## TASK GOAL
Copy the lines below word for word, leaving out the pictures.

## DATA EXCERPTS
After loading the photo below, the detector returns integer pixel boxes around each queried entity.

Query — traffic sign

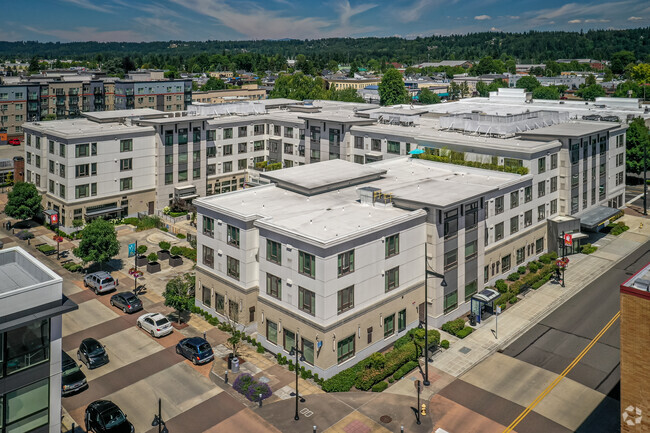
[564,233,573,247]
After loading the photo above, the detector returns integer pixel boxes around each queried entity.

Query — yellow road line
[503,311,621,433]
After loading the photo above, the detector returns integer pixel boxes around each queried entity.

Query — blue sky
[0,0,650,42]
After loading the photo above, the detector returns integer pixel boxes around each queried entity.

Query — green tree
[517,75,541,92]
[625,117,650,174]
[163,273,196,323]
[418,88,440,105]
[379,69,408,105]
[5,182,43,220]
[72,218,120,267]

## FINISHED EXERCISE
After loading the photo below, the detector returns integer pixel boxes around each queried entity.

Query — traffic sign

[564,233,573,247]
After loading the photo above, the detector returns integer pixel boxes around each queried entity.

Query — yellow road line
[503,311,621,433]
After loading the photo above, the detector returns integer pixel boxes around each queried entity.

Query — blue sky
[0,0,650,42]
After loading the photo above, the detector returns integer pixel boxes around each queried entity.

Query — green tree
[517,75,541,92]
[625,117,650,174]
[163,273,196,323]
[418,88,440,105]
[379,69,408,105]
[5,182,43,220]
[72,218,120,267]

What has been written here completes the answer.